-- START Records to process --

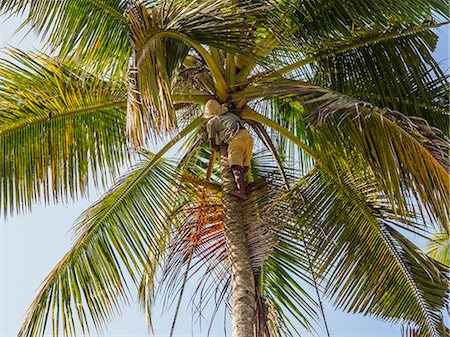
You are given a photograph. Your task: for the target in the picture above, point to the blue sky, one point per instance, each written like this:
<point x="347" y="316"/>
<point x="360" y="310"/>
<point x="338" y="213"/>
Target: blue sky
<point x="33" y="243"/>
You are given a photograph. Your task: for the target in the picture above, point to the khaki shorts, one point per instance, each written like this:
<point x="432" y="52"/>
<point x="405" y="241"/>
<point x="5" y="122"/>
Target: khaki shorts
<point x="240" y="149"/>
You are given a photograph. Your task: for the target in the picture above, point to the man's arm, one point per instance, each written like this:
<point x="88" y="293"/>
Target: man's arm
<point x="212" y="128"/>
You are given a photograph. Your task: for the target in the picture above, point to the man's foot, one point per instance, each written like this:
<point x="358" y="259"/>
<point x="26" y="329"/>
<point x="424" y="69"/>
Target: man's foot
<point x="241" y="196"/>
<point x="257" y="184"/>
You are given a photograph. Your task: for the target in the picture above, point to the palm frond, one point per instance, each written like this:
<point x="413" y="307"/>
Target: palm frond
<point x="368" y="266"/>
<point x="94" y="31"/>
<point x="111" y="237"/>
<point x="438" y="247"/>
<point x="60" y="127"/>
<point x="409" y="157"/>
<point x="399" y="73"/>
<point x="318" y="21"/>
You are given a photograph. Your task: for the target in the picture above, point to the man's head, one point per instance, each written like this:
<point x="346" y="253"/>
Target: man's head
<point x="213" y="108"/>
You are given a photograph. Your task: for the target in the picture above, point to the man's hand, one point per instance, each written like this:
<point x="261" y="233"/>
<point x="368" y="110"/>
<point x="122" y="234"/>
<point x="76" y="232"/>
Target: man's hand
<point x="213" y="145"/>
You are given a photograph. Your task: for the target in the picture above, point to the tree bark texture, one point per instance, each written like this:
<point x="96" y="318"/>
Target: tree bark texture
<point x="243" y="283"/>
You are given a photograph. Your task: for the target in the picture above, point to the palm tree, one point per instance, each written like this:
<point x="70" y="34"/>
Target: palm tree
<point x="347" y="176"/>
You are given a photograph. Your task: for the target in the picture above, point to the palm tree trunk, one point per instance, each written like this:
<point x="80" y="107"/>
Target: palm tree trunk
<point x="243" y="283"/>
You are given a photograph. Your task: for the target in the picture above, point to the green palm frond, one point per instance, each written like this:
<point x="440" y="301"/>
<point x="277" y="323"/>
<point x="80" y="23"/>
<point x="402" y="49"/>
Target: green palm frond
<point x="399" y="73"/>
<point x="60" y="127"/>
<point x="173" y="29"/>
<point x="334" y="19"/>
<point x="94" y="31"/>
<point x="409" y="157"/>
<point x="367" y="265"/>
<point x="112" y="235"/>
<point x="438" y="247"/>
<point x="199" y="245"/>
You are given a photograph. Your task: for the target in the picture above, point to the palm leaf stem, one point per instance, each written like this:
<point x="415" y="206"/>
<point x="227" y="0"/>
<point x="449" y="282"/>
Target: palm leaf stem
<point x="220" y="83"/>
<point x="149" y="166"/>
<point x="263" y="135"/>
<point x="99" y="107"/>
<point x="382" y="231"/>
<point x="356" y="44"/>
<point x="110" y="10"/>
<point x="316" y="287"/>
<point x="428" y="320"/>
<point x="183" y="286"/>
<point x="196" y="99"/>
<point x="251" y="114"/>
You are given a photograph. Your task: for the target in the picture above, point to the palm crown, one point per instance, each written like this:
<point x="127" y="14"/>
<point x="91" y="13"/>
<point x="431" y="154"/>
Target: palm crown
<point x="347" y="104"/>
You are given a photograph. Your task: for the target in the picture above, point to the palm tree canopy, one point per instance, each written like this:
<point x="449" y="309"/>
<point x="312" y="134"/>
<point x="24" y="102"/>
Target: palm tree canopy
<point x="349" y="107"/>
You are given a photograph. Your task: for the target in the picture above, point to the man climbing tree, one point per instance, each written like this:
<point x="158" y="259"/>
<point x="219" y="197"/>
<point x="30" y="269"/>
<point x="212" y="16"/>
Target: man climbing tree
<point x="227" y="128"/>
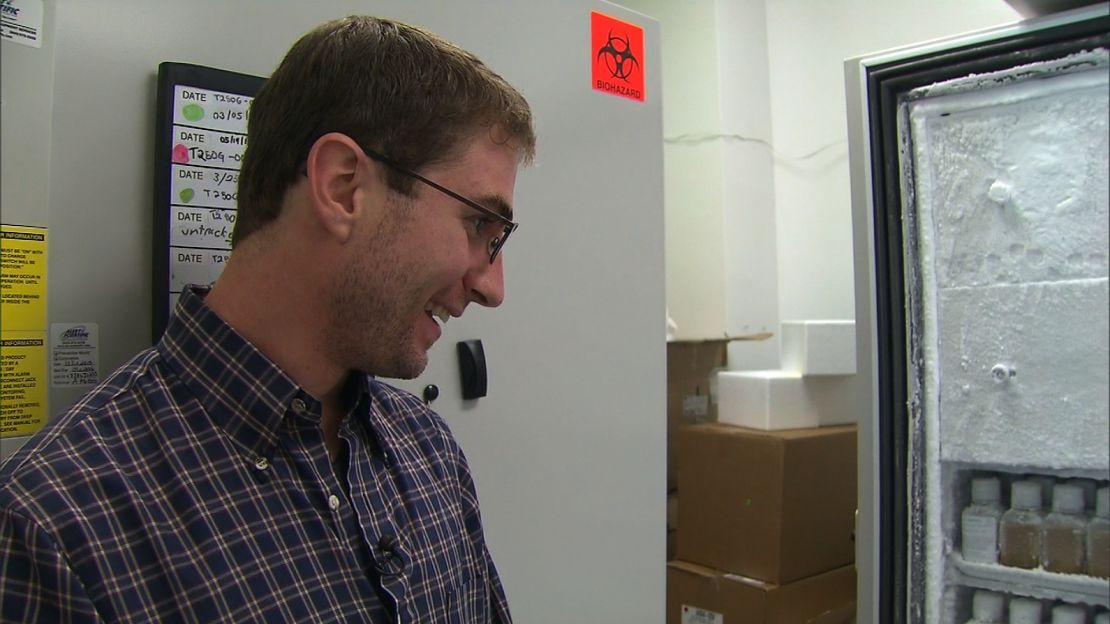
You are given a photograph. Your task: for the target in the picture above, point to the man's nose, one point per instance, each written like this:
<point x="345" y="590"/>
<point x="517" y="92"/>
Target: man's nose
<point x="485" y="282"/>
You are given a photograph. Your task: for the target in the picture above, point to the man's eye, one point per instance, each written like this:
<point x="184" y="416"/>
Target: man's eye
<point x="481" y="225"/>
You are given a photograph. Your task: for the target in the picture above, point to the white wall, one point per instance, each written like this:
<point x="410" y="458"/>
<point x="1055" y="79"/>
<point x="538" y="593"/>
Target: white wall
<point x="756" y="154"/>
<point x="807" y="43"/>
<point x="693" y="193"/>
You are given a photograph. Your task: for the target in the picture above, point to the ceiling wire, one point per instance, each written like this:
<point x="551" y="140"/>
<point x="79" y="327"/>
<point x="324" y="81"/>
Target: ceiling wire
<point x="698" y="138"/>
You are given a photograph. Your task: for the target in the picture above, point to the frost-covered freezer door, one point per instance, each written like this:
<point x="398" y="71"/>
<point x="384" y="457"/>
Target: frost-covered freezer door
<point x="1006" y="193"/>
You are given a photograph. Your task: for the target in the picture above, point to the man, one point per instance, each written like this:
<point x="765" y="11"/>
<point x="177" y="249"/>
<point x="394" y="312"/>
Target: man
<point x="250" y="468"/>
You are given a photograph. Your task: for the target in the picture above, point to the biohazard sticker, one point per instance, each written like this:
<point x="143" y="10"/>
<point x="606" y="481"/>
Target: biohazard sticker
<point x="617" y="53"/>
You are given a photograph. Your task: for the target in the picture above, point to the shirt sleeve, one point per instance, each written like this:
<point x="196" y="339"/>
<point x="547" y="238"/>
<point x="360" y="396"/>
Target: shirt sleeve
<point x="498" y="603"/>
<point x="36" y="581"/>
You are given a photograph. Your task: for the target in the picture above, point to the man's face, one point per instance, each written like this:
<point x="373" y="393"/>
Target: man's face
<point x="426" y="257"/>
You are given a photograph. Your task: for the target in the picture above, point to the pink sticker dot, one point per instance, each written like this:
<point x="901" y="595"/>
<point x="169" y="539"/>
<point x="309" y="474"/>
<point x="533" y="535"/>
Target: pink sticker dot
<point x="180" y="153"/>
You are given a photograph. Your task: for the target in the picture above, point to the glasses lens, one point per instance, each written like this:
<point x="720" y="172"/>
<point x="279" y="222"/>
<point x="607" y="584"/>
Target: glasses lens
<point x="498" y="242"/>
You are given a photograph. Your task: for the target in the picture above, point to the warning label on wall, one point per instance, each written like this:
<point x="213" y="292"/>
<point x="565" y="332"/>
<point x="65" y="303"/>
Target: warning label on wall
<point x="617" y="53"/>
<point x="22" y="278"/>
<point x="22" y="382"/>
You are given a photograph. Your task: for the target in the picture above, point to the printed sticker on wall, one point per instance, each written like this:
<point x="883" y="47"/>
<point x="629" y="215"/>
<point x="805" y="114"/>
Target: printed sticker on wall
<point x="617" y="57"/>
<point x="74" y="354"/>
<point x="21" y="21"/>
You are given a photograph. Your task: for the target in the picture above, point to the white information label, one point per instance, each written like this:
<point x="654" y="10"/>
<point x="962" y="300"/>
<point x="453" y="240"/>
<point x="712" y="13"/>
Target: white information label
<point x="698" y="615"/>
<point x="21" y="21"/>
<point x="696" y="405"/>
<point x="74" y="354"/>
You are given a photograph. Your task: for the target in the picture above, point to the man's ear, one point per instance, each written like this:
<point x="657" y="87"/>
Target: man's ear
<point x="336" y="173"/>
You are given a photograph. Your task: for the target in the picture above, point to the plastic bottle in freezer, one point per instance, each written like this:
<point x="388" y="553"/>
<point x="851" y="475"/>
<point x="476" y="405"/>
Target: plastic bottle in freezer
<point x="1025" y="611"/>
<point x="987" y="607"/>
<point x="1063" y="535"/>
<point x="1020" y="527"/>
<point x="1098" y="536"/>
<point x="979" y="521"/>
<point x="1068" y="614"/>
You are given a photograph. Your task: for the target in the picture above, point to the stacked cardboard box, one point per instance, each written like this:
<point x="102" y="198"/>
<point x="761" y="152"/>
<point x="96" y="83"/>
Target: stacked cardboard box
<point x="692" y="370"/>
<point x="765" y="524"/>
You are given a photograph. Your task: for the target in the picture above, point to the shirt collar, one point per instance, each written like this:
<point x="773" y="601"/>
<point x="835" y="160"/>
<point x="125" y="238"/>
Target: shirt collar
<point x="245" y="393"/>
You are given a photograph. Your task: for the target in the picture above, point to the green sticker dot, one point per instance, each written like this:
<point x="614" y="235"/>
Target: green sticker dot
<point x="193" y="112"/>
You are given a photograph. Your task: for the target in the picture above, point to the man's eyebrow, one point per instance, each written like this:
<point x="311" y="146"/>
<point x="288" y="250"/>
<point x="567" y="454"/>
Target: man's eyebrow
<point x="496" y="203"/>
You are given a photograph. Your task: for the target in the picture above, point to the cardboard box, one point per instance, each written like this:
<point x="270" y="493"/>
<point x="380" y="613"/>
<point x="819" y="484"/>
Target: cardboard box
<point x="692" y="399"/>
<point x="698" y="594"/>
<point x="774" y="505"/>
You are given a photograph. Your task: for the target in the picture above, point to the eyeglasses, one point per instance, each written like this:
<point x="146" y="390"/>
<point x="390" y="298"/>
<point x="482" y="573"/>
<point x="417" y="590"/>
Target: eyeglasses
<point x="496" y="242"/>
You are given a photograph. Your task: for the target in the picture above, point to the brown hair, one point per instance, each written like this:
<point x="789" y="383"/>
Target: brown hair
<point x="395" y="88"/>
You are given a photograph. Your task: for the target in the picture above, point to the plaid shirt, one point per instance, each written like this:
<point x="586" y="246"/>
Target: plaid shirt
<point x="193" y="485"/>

-- END Records to process --
-- START Records to process --

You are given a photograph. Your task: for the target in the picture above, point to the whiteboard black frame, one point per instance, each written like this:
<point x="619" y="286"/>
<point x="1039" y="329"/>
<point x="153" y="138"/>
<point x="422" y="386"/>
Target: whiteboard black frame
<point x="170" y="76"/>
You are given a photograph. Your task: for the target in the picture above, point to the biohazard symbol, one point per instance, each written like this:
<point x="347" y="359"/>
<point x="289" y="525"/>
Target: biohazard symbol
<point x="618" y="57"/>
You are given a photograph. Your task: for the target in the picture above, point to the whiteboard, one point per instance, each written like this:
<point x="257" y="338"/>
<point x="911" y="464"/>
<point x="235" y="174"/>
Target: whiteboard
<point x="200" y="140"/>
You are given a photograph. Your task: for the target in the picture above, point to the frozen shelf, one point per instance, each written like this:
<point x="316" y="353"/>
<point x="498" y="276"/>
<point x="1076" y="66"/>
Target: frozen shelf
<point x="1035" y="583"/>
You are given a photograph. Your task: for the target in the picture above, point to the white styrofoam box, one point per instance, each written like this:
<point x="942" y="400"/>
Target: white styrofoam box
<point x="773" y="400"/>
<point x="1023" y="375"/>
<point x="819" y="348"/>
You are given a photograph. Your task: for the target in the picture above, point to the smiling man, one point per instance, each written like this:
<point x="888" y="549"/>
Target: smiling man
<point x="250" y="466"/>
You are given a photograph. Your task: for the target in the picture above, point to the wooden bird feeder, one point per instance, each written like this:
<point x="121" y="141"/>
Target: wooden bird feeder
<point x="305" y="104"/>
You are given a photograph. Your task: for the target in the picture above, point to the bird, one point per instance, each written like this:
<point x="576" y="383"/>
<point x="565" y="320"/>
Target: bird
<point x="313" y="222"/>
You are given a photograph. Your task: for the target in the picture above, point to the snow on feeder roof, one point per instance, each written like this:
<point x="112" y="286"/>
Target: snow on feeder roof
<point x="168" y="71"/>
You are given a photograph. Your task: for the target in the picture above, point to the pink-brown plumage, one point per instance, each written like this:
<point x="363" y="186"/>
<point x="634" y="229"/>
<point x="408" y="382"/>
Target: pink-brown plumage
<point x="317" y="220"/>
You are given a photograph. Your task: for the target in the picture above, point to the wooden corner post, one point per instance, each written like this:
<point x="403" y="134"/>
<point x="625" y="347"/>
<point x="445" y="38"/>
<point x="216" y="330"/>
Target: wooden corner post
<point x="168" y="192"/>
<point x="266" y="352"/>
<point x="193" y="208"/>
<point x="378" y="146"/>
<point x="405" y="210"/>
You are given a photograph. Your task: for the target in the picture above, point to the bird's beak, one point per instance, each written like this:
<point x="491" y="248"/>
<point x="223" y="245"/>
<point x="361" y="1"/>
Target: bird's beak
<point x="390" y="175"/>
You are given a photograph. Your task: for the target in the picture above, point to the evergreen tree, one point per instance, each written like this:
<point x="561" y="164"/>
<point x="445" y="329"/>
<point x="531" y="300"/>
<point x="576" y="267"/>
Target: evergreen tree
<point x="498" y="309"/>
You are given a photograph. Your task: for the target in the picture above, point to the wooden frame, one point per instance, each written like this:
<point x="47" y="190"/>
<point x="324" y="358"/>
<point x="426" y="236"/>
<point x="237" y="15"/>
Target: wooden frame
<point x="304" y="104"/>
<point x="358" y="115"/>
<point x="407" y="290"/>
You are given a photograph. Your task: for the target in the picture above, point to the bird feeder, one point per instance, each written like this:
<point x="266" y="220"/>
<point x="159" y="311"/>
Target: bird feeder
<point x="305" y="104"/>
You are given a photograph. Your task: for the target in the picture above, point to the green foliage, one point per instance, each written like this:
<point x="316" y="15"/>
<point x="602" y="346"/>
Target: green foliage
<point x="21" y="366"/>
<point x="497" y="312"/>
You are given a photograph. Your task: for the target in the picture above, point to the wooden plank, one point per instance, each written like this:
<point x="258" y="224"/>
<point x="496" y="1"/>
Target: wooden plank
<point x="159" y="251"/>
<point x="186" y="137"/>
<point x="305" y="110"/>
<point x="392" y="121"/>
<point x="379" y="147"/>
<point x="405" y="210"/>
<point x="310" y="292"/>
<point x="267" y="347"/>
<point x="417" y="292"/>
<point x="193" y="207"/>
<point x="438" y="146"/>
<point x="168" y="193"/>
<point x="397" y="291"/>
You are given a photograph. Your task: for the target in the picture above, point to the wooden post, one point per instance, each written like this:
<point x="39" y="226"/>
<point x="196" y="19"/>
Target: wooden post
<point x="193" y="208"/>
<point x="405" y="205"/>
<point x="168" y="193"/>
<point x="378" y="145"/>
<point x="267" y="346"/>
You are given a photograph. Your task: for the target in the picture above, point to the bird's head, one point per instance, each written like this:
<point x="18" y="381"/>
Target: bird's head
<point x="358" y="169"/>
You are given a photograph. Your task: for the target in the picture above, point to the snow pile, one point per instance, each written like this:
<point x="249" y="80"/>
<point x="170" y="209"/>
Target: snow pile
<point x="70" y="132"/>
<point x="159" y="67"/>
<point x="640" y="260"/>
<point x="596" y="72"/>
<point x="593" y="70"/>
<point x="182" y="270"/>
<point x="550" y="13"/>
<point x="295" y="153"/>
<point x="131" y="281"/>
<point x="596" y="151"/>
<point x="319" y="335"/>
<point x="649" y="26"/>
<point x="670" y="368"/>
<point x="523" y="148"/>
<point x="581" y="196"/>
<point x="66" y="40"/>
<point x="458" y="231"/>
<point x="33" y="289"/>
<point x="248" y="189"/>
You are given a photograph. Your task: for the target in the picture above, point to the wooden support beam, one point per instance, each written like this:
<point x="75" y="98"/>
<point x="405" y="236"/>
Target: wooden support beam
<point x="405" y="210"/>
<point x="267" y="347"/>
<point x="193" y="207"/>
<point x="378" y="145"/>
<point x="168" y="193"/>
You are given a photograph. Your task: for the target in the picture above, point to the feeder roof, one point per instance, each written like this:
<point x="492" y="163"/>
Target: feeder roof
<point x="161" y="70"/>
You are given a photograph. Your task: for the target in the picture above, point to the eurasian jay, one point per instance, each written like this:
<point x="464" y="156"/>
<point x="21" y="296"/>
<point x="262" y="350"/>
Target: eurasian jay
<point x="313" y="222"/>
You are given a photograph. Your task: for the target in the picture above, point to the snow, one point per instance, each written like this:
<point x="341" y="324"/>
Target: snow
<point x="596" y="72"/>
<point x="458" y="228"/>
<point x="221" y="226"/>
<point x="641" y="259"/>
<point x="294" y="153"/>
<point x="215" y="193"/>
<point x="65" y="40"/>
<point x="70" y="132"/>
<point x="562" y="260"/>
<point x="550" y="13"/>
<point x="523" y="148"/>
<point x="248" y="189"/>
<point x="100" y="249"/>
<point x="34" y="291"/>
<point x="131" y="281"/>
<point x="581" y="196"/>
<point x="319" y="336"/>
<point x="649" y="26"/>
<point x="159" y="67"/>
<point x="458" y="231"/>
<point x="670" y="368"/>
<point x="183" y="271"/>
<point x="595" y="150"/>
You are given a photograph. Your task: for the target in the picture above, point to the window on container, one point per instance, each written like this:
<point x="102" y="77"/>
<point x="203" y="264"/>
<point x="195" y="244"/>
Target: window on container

-- END Records to process --

*Set exercise*
Copy out, in full, each line of the records above that contains the string "canopy".

*The response*
You are given a photograph. Your task: for the target in the picture above, point to the palm tree canopy, one point per instance, each written like this:
Target: palm tree canopy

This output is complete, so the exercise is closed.